> [QUOTED PASSAGE]
______
Knetsch v. United
States (1960)
KNETSCH ET UX. v. UNITED STATES
No. 23
SUPREME COURT OF THE UNITED STATES
364 U.S. 361; 81 S. Ct. 132; 5 L.
Ed.
2d 128; 60-2 U.S. Tax Cas. (CCH)
P9785; 6 A.F.T.R.2d (P-H)
5851; 1961-1 C.B. 34
October 17-18, 1960, Argued
November 14, 1960, Decided
PRIOR HISTORY:
CERTIORARI TO THE UNITED STATES COURT OF APPEALS FOR
THE NINTH CIRCUIT.
DISPOSITION: 272 F.2d 200, affirmed.
SYLLABUS: In 1953, a 60-year-old taxpayer purchased
single-premium 30-year
maturity deferred annuity savings bonds with an
aggregate face value of
$4,000,000 from a life insurance company, paying only
a nominal sum in cash,
giving nonrecourse notes secured by the bonds for the
balance and paying a
substantial amount as "interest" in advance
on that "indebtedness." A few days
later, he borrowed from the company nearly all of the
excess of the
cash-surrender value which the bonds would have at the
end of the first contract
year over the amount of the existing
"indebtedness" and again paid in advance
the "interest" on such additional
"indebtedness." These borrowings and
"interest" payments were repeated in 1954
and 1955, and the bonds were
surrendered and the indebtedness was cancelled in
1956. Held: The amounts paid
as "interest" in 1953 and 1954 were not
deductible from the gross income of the
taxpayer and his wife in their joint income tax
returns for those years as
"interest paid . . . on indebtedness,"
______
> [DATASET]

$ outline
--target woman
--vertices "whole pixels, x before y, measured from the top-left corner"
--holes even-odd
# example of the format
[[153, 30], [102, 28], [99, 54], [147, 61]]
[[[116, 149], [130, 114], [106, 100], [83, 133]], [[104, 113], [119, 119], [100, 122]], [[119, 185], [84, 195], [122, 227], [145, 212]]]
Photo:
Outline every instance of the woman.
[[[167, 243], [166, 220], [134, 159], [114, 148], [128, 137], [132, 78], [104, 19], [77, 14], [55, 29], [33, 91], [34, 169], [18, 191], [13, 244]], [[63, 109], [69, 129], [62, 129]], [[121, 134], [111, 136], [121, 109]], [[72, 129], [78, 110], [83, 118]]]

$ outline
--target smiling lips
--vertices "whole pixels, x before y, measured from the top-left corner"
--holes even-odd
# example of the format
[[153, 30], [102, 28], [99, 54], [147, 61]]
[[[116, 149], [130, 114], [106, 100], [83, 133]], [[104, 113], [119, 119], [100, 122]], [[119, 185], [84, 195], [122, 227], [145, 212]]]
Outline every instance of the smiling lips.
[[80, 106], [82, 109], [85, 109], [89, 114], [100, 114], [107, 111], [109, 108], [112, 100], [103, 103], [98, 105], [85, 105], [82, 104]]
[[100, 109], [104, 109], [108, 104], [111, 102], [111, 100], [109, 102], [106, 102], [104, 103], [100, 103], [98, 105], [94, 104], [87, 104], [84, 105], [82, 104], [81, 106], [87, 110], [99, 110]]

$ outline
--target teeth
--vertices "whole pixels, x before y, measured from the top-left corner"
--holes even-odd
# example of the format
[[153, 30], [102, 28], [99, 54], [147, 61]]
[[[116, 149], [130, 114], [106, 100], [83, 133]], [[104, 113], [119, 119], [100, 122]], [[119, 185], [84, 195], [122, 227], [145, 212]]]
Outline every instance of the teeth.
______
> [SET TASKS]
1: Pull out every line of the records that contains the word "woman".
2: Extend the Knetsch v. United States excerpt, picking up from its final line.
The Knetsch v. United States excerpt and the records have no connection to each other.

> [SET OF ANSWERS]
1:
--target woman
Outline every instance of the woman.

2:
within the meaning of @ 23 (b) of the
Internal Revenue Code of 1939 and @ 163 (a) of the
Internal Revenue
Code of 1954. Pp. 362-370.
(a) On the record in this case, it is patent that the
transaction between the
taxpayer and the insurance company was a sham which
created no "indebtedness"
within the meaning of those sections of the Codes. Pp.
362-366.
(b) Congress did not authorize deduction of such
payments by enacting @ 264
(a)(2) of the Internal Revenue Code of 1954, which
expressly denies a deduction
for amounts paid on indebtedness incurred to purchase
or carry a single-premium
annuity contract, but only as to contracts purchased
after March 1, 1954. Pp.
367-370.
COUNSEL: W. Lee McLane, Jr. argued the cause for
petitioners. With him on the
brief was Nola M. McLane.
Grant W. Wiprud argued the cause for the United
States. With him on the
brief were Solicitor General Rankin, Assistant
Attorney General Rice and Harry
Baum.
Richard H. Appert, Converse Murdoch and Douglas W.
McGregor filed briefs, as
amici curiae, urging reversal.
JUDGES: Warren, Black, Frankfurter, Douglas, Harlan,
Clark, Brennan, Whittaker,
Stewart
OPINIONBY: BRENNAN
OPINION: MR. JUSTICE BRENNAN delivered the opinion of
the Court.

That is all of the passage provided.